PROVIDED RECORDS:
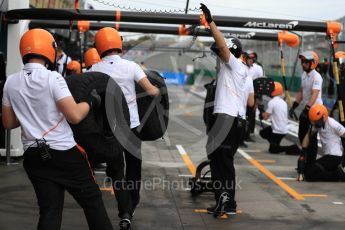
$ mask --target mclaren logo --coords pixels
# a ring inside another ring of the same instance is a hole
[[[228,33],[226,35],[227,37],[235,37],[239,39],[251,39],[255,36],[255,32],[250,32],[246,34],[236,34],[236,33]]]
[[[269,23],[269,22],[247,22],[244,24],[245,27],[250,28],[268,28],[268,29],[284,29],[292,30],[298,25],[298,21],[288,22],[286,24],[282,23]]]

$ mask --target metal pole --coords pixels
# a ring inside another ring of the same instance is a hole
[[[291,74],[291,79],[290,79],[290,82],[289,82],[289,89],[291,89],[292,84],[293,84],[293,79],[294,79],[295,74],[296,74],[296,68],[297,68],[297,64],[298,64],[299,54],[300,54],[301,51],[302,51],[302,44],[303,44],[303,37],[302,37],[301,35],[297,34],[297,33],[294,33],[294,34],[298,35],[298,37],[299,37],[300,40],[301,40],[301,43],[300,43],[299,46],[298,46],[296,59],[295,59],[294,65],[293,65],[293,70],[292,70],[292,74]]]
[[[185,12],[185,14],[187,14],[187,13],[188,13],[188,7],[189,7],[189,0],[187,0],[187,2],[186,2],[186,10],[184,11],[184,12]]]
[[[198,14],[168,14],[121,11],[121,17],[115,17],[115,11],[74,9],[16,9],[6,12],[8,20],[40,19],[40,20],[88,20],[88,21],[121,21],[159,24],[199,25]],[[287,31],[327,32],[327,22],[298,21],[269,18],[245,18],[215,15],[218,26],[255,28]],[[340,28],[340,24],[337,24]]]
[[[79,40],[79,57],[80,57],[80,72],[83,72],[83,44],[82,44],[82,35],[78,31],[78,40]]]
[[[286,83],[285,60],[284,60],[283,44],[282,43],[279,44],[279,48],[280,48],[280,71],[281,71],[281,75],[283,78],[283,84],[284,84],[284,88],[285,88],[285,95],[287,98],[287,102],[288,102],[289,108],[291,108],[292,103],[291,103],[291,96],[289,93],[288,85]]]
[[[77,29],[77,22],[73,23],[73,29]],[[68,22],[64,21],[42,21],[42,20],[32,20],[29,23],[29,28],[46,28],[46,29],[69,29],[70,25]],[[103,27],[114,27],[113,23],[90,23],[90,30],[99,30]],[[143,24],[129,24],[129,23],[120,23],[119,31],[121,32],[140,32],[140,33],[154,33],[154,34],[173,34],[179,35],[178,26],[157,26],[157,25],[143,25]],[[188,28],[187,28],[188,31]],[[221,30],[224,34],[224,37],[233,36],[239,39],[246,40],[260,40],[260,41],[277,41],[277,33],[269,32],[251,32],[251,31],[239,31],[239,30]],[[195,33],[190,33],[190,36],[203,36],[210,37],[212,36],[209,30],[199,28]]]
[[[337,85],[337,102],[338,102],[338,110],[339,110],[339,122],[342,125],[345,125],[345,116],[344,116],[344,104],[343,104],[343,98],[341,95],[341,84],[340,84],[340,78],[339,78],[339,68],[338,68],[338,62],[335,58],[335,50],[334,50],[334,37],[332,35],[329,35],[329,44],[333,56],[333,75],[334,79]]]

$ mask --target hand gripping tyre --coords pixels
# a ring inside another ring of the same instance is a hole
[[[169,96],[164,78],[156,71],[145,70],[149,81],[159,88],[160,94],[151,97],[136,84],[140,126],[137,128],[142,141],[162,138],[169,122]]]
[[[76,142],[93,164],[116,159],[123,152],[119,136],[130,133],[129,110],[121,88],[108,75],[99,72],[71,75],[66,77],[66,82],[76,102],[88,98],[93,90],[102,99],[99,108],[92,108],[83,121],[70,124]],[[112,106],[106,107],[106,101],[111,101]],[[107,110],[111,110],[112,116]]]

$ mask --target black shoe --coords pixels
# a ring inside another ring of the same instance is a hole
[[[105,163],[99,163],[99,164],[95,164],[93,168],[94,170],[97,170],[97,171],[105,171],[107,168],[107,165]]]
[[[301,154],[301,150],[298,148],[297,145],[292,145],[289,147],[288,150],[286,150],[285,154],[292,155],[292,156],[299,156]]]
[[[122,215],[121,220],[119,222],[120,230],[130,230],[131,229],[131,215],[125,213]]]
[[[221,217],[226,214],[226,207],[229,204],[230,196],[227,192],[220,194],[216,207],[214,208],[213,217]]]
[[[247,145],[246,143],[242,142],[242,143],[240,144],[240,147],[248,148],[248,145]]]
[[[246,139],[244,139],[244,141],[246,141],[246,142],[255,142],[255,140],[252,139],[251,137],[247,137]]]
[[[342,164],[338,165],[337,173],[338,173],[339,179],[344,181],[345,180],[345,167]]]
[[[121,219],[119,222],[120,230],[130,230],[131,229],[131,220],[130,219]]]
[[[214,214],[215,208],[216,208],[216,206],[208,207],[206,209],[207,213],[208,214]],[[227,206],[225,208],[225,213],[228,214],[228,215],[236,215],[237,214],[237,210],[236,210],[236,208],[232,208],[232,207]]]
[[[268,148],[268,152],[269,152],[270,154],[279,154],[279,153],[281,153],[281,152],[277,152],[274,148],[272,148],[271,145],[270,145],[270,147]]]

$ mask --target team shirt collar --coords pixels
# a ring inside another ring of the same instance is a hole
[[[39,63],[26,63],[24,69],[47,69],[44,65]]]
[[[114,55],[109,55],[109,56],[105,56],[104,58],[102,58],[103,61],[116,61],[119,60],[121,57],[117,54]]]

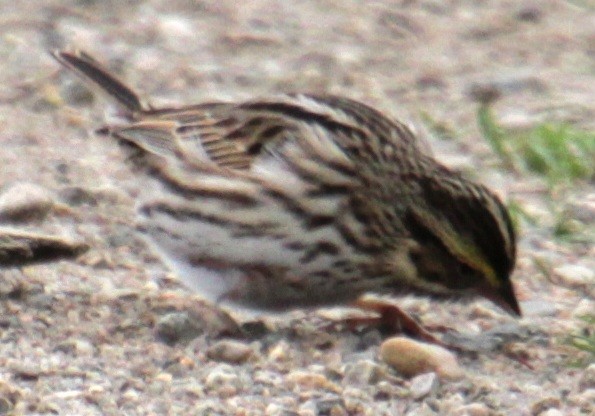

EXERCISE OBJECTIVE: Return the records verbatim, minus pictures.

RESPONSE TO THIS EXERCISE:
$ mask --target mclaren logo --coords pixels
# a ring inside another ring of the same instance is a hole
[[[228,33],[226,35],[227,37],[235,37],[239,39],[251,39],[255,36],[255,32],[250,32],[246,34],[236,34],[236,33]]]
[[[269,23],[269,22],[247,22],[244,24],[245,27],[250,28],[268,28],[268,29],[284,29],[292,30],[298,25],[298,21],[288,22],[286,24],[282,23]]]

$ mask --target metal pole --coords pixels
# a ring inside another ring of the same instance is a hole
[[[291,74],[291,79],[290,79],[290,82],[289,82],[289,89],[291,89],[292,84],[293,84],[293,79],[294,79],[295,74],[296,74],[296,68],[297,68],[297,64],[298,64],[299,54],[300,54],[301,51],[302,51],[302,44],[303,44],[303,37],[302,37],[301,35],[297,34],[297,33],[294,33],[294,34],[298,35],[298,37],[299,37],[300,40],[301,40],[301,43],[300,43],[299,46],[298,46],[296,59],[295,59],[294,65],[293,65],[293,70],[292,70],[292,74]]]
[[[185,12],[185,14],[187,14],[187,13],[188,13],[188,7],[189,7],[189,0],[187,0],[187,2],[186,2],[186,10],[184,11],[184,12]]]
[[[198,14],[168,14],[121,11],[121,17],[115,17],[115,11],[74,9],[16,9],[6,12],[8,20],[40,19],[40,20],[88,20],[88,21],[121,21],[159,24],[199,25]],[[287,31],[327,32],[327,22],[298,21],[269,18],[245,18],[215,15],[218,26],[255,28]],[[340,28],[340,24],[337,24]]]
[[[79,40],[79,57],[80,57],[80,72],[83,72],[83,44],[82,44],[82,35],[78,31],[78,40]]]
[[[286,83],[285,60],[284,60],[283,44],[282,43],[279,44],[279,48],[280,48],[280,71],[281,71],[281,75],[283,78],[283,84],[284,84],[284,88],[285,88],[285,95],[287,98],[287,102],[288,102],[289,108],[291,108],[292,103],[291,103],[291,96],[289,93],[288,85]]]
[[[77,29],[77,22],[73,23],[73,29]],[[68,22],[64,21],[42,21],[42,20],[32,20],[29,23],[29,28],[46,28],[46,29],[69,29],[70,25]],[[103,27],[114,27],[113,23],[90,23],[90,30],[99,30]],[[143,24],[129,24],[129,23],[120,23],[119,31],[121,32],[140,32],[140,33],[154,33],[154,34],[173,34],[179,35],[178,26],[157,26],[157,25],[143,25]],[[188,28],[187,28],[188,31]],[[221,30],[224,34],[224,37],[233,36],[239,39],[246,40],[260,40],[260,41],[277,41],[277,33],[269,32],[251,32],[251,31],[239,31],[239,30]],[[195,33],[190,33],[190,36],[203,36],[210,37],[212,36],[209,30],[199,28]]]
[[[337,85],[337,102],[338,102],[338,110],[339,110],[339,122],[342,125],[345,125],[345,116],[344,116],[344,104],[343,104],[343,98],[341,95],[341,84],[340,84],[340,78],[339,78],[339,68],[338,68],[338,62],[335,58],[335,50],[334,50],[334,37],[332,35],[329,35],[329,44],[333,56],[333,75],[334,79]]]

$ mask --target hand gripping tyre --coords pixels
# a ring inside another ring of the same instance is a hole
[[[169,96],[164,78],[156,71],[145,70],[149,81],[159,88],[160,94],[151,97],[136,84],[140,126],[137,128],[142,141],[162,138],[169,122]]]
[[[76,142],[93,164],[116,159],[123,152],[119,136],[130,133],[129,110],[121,88],[108,75],[99,72],[71,75],[66,77],[66,82],[76,102],[88,98],[93,90],[102,99],[99,108],[92,108],[83,121],[70,124]],[[112,106],[106,107],[106,101],[111,101]],[[107,110],[111,110],[112,116]]]

$ mask --target black shoe --coords pixels
# a ring inside another ring of the same instance is a hole
[[[105,163],[99,163],[99,164],[95,164],[93,168],[94,170],[97,170],[97,171],[105,171],[107,168],[107,165]]]
[[[301,154],[301,150],[298,148],[297,145],[292,145],[289,147],[288,150],[286,150],[285,154],[292,155],[292,156],[299,156]]]
[[[122,215],[121,220],[119,222],[120,230],[130,230],[131,229],[131,215],[125,213]]]
[[[221,217],[226,214],[226,207],[229,204],[230,196],[227,192],[220,194],[216,207],[214,208],[213,217]]]
[[[247,145],[246,143],[242,142],[242,143],[240,144],[240,147],[248,148],[248,145]]]
[[[246,139],[244,139],[244,141],[246,141],[246,142],[255,142],[255,140],[252,139],[251,137],[247,137]]]
[[[342,164],[338,165],[337,173],[338,173],[339,179],[344,181],[345,180],[345,167]]]
[[[121,219],[119,222],[120,230],[130,230],[131,229],[131,220],[130,219]]]
[[[214,214],[215,208],[216,208],[216,206],[208,207],[206,209],[207,213],[208,214]],[[227,206],[225,208],[225,213],[228,214],[228,215],[236,215],[237,214],[237,210],[236,210],[236,208],[232,208],[232,207]]]
[[[268,148],[268,152],[269,152],[270,154],[279,154],[279,153],[281,153],[281,152],[277,152],[274,148],[272,148],[271,145],[270,145],[270,147]]]

$ mask --target team shirt collar --coords pixels
# a ring inside another ring of the same instance is a hole
[[[39,63],[26,63],[24,69],[47,69],[44,65]]]
[[[114,55],[109,55],[109,56],[105,56],[104,58],[102,58],[103,61],[116,61],[119,60],[121,57],[117,54]]]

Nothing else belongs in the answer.